##### INFORMATION PROVIDED

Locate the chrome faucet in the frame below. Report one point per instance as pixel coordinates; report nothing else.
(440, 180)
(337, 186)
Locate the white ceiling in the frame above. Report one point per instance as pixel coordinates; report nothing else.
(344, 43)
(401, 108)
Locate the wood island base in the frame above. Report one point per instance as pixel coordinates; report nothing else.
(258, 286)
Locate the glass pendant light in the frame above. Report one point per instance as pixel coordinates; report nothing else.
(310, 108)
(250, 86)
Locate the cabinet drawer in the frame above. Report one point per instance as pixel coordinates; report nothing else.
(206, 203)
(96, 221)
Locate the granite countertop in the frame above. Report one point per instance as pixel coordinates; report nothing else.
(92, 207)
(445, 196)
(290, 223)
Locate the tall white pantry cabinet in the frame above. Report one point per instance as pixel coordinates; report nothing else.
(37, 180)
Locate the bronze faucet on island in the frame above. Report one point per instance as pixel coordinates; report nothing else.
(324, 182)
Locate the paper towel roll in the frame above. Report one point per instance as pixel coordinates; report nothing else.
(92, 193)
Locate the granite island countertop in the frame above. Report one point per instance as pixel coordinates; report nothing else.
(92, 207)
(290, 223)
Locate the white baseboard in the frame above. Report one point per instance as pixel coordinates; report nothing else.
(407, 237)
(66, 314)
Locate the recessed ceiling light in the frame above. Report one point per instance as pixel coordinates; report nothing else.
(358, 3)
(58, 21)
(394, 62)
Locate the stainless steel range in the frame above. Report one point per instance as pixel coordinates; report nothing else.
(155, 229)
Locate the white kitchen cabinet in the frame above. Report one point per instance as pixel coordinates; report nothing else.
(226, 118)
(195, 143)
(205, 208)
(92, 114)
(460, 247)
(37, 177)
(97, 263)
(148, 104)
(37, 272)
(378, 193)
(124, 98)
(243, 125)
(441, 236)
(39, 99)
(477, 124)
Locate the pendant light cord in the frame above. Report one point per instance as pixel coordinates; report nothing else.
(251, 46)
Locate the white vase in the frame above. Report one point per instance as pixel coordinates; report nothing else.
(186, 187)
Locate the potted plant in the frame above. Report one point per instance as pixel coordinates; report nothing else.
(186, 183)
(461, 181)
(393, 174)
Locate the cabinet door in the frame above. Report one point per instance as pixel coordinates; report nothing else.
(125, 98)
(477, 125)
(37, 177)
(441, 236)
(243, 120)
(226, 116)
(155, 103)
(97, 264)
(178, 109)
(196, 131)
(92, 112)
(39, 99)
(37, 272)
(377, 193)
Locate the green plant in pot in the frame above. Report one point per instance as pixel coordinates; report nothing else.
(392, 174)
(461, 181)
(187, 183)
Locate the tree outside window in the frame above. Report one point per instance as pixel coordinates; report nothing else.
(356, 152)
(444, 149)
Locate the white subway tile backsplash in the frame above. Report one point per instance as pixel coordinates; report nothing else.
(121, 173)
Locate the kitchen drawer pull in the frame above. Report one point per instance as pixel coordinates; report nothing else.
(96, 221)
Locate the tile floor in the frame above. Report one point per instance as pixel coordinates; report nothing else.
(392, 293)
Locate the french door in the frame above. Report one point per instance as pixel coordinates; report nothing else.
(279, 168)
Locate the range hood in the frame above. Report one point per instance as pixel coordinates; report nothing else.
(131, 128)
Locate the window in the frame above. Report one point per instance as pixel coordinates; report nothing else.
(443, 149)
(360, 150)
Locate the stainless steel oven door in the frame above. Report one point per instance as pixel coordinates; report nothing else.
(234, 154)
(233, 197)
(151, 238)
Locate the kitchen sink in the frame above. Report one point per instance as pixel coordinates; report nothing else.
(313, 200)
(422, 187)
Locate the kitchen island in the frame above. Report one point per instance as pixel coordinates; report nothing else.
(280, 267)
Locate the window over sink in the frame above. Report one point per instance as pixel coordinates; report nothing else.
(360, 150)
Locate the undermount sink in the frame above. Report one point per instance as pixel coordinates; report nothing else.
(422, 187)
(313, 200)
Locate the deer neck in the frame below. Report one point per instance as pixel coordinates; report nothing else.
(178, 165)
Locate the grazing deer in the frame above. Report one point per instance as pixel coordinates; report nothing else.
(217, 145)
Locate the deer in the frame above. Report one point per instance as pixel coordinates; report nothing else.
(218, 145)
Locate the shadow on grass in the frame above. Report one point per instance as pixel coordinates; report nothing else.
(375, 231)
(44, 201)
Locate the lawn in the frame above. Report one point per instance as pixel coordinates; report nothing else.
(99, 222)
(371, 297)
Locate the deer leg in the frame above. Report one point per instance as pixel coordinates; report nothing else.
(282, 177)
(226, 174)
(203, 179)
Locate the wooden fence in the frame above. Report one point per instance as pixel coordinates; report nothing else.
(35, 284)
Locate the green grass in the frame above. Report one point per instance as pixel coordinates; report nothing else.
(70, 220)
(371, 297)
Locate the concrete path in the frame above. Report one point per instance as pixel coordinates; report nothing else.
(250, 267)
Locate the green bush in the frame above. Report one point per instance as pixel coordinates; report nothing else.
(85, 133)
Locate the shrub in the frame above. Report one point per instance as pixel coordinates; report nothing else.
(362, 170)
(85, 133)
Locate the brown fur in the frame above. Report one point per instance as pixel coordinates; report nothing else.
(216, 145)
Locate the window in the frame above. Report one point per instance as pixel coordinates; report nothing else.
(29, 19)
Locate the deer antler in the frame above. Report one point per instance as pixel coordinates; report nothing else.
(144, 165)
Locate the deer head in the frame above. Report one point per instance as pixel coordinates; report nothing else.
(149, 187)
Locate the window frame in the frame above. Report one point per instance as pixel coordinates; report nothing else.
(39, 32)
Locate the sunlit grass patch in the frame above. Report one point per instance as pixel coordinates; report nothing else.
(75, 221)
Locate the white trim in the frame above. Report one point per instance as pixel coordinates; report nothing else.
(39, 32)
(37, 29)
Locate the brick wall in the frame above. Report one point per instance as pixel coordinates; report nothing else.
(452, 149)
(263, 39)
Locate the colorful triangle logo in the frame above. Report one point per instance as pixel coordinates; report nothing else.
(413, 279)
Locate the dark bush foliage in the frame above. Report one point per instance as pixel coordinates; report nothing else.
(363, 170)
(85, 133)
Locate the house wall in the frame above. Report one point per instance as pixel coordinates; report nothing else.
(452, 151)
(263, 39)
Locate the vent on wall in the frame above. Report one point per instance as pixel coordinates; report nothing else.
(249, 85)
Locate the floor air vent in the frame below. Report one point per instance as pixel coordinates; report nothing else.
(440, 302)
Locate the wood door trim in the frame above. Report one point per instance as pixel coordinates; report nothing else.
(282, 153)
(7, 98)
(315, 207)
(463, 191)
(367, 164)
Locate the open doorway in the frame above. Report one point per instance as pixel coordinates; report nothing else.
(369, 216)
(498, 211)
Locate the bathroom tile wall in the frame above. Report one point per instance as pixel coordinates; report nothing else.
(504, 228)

##########

• _YOUR OBJECTIVE_: Everything in the records must be returned exactly.

• _RESULT FOR THIS TASK_:
Locate the chrome faucet in the frame below. Report one point per instance as pixel coordinates; report nothing else.
(440, 180)
(337, 186)
Locate the white ceiling in the frame above. Report one point per instance as pixel coordinates; report nothing else.
(344, 43)
(401, 108)
Locate the wood island base in the frame above. Report one point per instance as pixel coordinates; report nothing else.
(258, 286)
Locate the glass pendant light in the frame above. Report one point per instance as pixel coordinates; report nothing else.
(310, 108)
(250, 86)
Locate the cabinet drawer in the frame above. Report one point per instance as pixel coordinates; report nothing else.
(206, 203)
(96, 221)
Locate the granite countertop in the frame above. Report one point per instance as pixel coordinates; report nothing else.
(92, 207)
(445, 196)
(290, 223)
Locate the tall white pantry cabinet in the frame above. Report one point per instance as pixel coordinates; report nothing else.
(37, 180)
Locate the bronze faucet on island in the frame above. Report one point per instance as pixel coordinates; report nothing else.
(324, 182)
Locate the paper towel roll in the frame above. Report one point per instance as pixel coordinates; report nothing else.
(92, 193)
Locate the granite island countertop in the frame above. Report one point per instance as pixel coordinates; report nothing else.
(92, 207)
(290, 223)
Locate the white baseboard in the frame above. Report one point per instance as pixel coordinates; report nothing else.
(407, 237)
(66, 314)
Locate the recessed ceiling light in the frame above. Report one point per instance as pixel coordinates; report nothing else.
(358, 3)
(58, 21)
(394, 62)
Locate the stainless steel range in the frame above. Report one point per instance as pixel coordinates; report nothing else.
(155, 229)
Locate the white kitchen cabinet in the frame above. Report one point per instance as pixel coordinates; report nothing else.
(226, 118)
(195, 143)
(205, 208)
(92, 114)
(460, 247)
(37, 177)
(97, 263)
(148, 104)
(37, 272)
(378, 193)
(124, 98)
(243, 125)
(441, 236)
(39, 99)
(477, 124)
Locate the pendant light cord in the frame above. Report one point per instance as pixel coordinates; report nothing else.
(251, 46)
Locate the white vase in the frame above. Report one point per instance as pixel coordinates; report nothing else.
(186, 187)
Locate the potted plant in the frame above. Report one point per instance as pixel coordinates; report nothing else.
(186, 183)
(461, 181)
(393, 174)
Locate the cabinet door in the frame above. Report one point per instance as pixel coordinates; report nothing else.
(125, 98)
(477, 125)
(37, 177)
(441, 236)
(243, 120)
(226, 116)
(155, 103)
(97, 264)
(178, 109)
(196, 131)
(92, 112)
(39, 99)
(37, 272)
(377, 193)
Locate the green plant in pot in the frame above. Report one point per instance as pixel coordinates; report nothing else.
(392, 174)
(461, 181)
(187, 183)
Locate the tree outside window in the frame above. Report one point per instance as pixel coordinates; report nothing else.
(356, 152)
(444, 149)
Locate the white subway tile backsplash in the frame above. Report one point per instance as pixel coordinates; report nothing else.
(121, 173)
Locate the kitchen drawer pull in the frame above. Report one point per instance as pixel coordinates; report nothing else.
(96, 221)
Locate the tile floor in the frame above. Report one point per instance as pixel coordinates; report nothing else.
(392, 293)
Locate the french door in the frame above. Report one point per instance as pixel coordinates; report nothing else.
(279, 168)
Locate the range hood in the frame above. Report one point per instance as pixel coordinates; report nothing else.
(131, 128)
Locate the window in the frame above. Report one point per instance as pixel coordinates; report nothing else.
(443, 149)
(360, 150)
Locate the stainless steel oven door in the frame above. Report one point per instance as pixel coordinates; report nothing else.
(234, 154)
(233, 197)
(151, 238)
Locate the kitchen sink in the frame above. Report one point per instance as pixel coordinates; report nothing else.
(313, 200)
(422, 187)
Locate the kitchen island in the frame above. Report one point per instance as pixel coordinates; report nothing else.
(280, 267)
Locate the window over sink in the frame above. Report one point per instance as pixel coordinates; report nothing else.
(360, 150)
Locate the undermount sink in the frame above. Report one point per instance as pixel coordinates; report nothing else.
(422, 187)
(313, 200)
Locate the deer neck in the frame below. Report one point per instance as pixel coordinates; report nothing else.
(178, 165)
Locate the grazing deer in the frame above. Report one point per instance as pixel coordinates; report nothing else.
(217, 145)
Locate the deer in the frame above. Report one point per instance as pixel coordinates; report nothing else.
(218, 145)
Locate the shadow on grass in the frame above. Report one point per instance as pixel coordinates; report nothing else.
(375, 231)
(44, 201)
Locate the lawn in the frame above. Report one point per instance as pixel coordinates; report nothing else.
(99, 222)
(371, 297)
Locate the deer leg in the frame above. Report one point per instance as pixel coordinates; report nothing else.
(282, 177)
(226, 174)
(203, 179)
Locate the wooden fence in the frame above. Report one point per instance as pixel coordinates; report nothing else.
(35, 284)
Locate the green grass in the frame above. Report one point per instance as pixel coordinates; report nothing else.
(70, 220)
(371, 297)
Locate the concrete path in the frame above. Report one point per instance as pixel coordinates; report nothing else.
(250, 267)
Locate the green bush in the frame above. Report one point per instance as pixel coordinates; report nothing else.
(85, 133)
Locate the shrub in the frame above. Report one point per instance as pixel coordinates; report nothing else.
(362, 170)
(85, 133)
Locate the brown fur in the frame above. Report one point per instance as pixel coordinates; report nothing else.
(216, 145)
Locate the window in the frame above. Report one point per instance as pixel coordinates; report nothing else.
(29, 19)
Locate the deer antler in the frame above. Report one point per instance as pixel coordinates; report nothing else.
(144, 165)
Locate the deer head in the frame above. Report one point per instance as pixel coordinates; report nothing else.
(149, 187)
Locate the window frame in the frame above. Report one point per instance as pixel coordinates; report nothing else.
(39, 32)
Locate the sunlit grass patch in the frame above. Report one point per instance as pixel coordinates; report nothing else.
(75, 221)
Locate the white trim in the frame above. Report one point per instance as pixel coordinates; report nothing else.
(39, 32)
(37, 29)
Locate the brick wall in the frame above. Report one point per instance as pixel coordinates; report nothing else.
(452, 149)
(263, 39)
Locate the colorful triangle logo in the frame above. Report one point per instance as pixel coordinates; report nothing else.
(413, 279)
Locate the dark bush foliage in the frame above. Report one point per instance as pixel coordinates; report nothing else.
(363, 170)
(85, 133)
Locate the house wall in the frame above. Report one point per instance as pixel coordinates; report nothing else.
(452, 151)
(263, 39)
Locate the vent on wall in the frame above. Report one point per instance as pixel coordinates; report nothing else.
(249, 85)
Locate the floor air vent in the frame below. Report one point per instance as pixel coordinates; report nothing else.
(440, 302)
Locate the wood door trim in the frame above. Report one point per instance as pixel coordinates; report nothing else.
(282, 153)
(7, 98)
(315, 207)
(463, 191)
(367, 164)
Locate the open doorway in the frame above. Report one point per instance as pixel coordinates; report nothing else.
(369, 216)
(498, 211)
Locate the bathroom tile wall in the frame above. Report one point per instance as pixel coordinates; report nothing else.
(504, 228)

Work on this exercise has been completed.